## Problem description
Reproduce the following data line for line, with no changes.

## START Source records

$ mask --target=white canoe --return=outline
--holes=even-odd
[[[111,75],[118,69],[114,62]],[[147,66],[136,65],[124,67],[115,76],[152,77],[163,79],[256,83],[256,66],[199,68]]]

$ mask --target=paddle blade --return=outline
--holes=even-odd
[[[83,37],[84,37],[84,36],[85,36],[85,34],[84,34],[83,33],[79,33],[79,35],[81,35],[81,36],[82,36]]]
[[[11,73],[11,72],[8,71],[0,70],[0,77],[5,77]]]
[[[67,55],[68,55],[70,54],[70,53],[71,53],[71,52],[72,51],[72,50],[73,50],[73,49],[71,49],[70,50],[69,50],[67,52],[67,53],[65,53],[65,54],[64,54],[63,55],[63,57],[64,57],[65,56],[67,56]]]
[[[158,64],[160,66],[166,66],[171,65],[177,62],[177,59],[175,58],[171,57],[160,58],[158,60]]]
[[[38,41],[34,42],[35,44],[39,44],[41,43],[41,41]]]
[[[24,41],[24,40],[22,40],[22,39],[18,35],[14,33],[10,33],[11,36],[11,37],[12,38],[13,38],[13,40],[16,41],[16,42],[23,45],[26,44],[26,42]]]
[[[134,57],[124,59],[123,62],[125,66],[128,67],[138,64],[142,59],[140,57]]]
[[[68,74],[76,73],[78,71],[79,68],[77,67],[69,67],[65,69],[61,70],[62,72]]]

## END Source records

## Exercise solution
$ mask --target=white canoe --return=outline
--holes=even-odd
[[[111,75],[118,69],[114,62]],[[147,66],[136,65],[124,67],[115,76],[152,77],[163,79],[256,83],[256,66],[199,68]]]

$ mask --target=paddle blade --return=outline
--holes=even-odd
[[[83,37],[84,37],[84,36],[85,36],[85,34],[84,34],[83,33],[79,33],[79,35],[81,35],[81,36],[82,36]]]
[[[11,73],[11,72],[8,71],[0,70],[0,77],[5,77]]]
[[[67,55],[68,55],[70,54],[70,53],[71,53],[71,52],[72,51],[72,50],[73,50],[73,49],[71,49],[70,50],[69,50],[67,52],[67,53],[65,53],[65,54],[64,54],[63,55],[63,57],[64,57],[65,56],[67,56]]]
[[[158,64],[160,66],[166,66],[171,65],[177,62],[177,59],[175,58],[171,57],[160,58],[158,60]]]
[[[38,41],[34,42],[35,44],[39,44],[41,43],[41,41]]]
[[[24,41],[24,40],[22,40],[22,39],[18,35],[14,33],[10,33],[11,36],[11,37],[12,38],[13,38],[13,40],[16,41],[16,42],[23,45],[26,44],[26,42]]]
[[[134,57],[124,59],[123,62],[125,66],[128,67],[138,64],[142,59],[140,57]]]
[[[68,74],[76,73],[78,71],[79,68],[77,67],[69,67],[65,69],[61,70],[62,72]]]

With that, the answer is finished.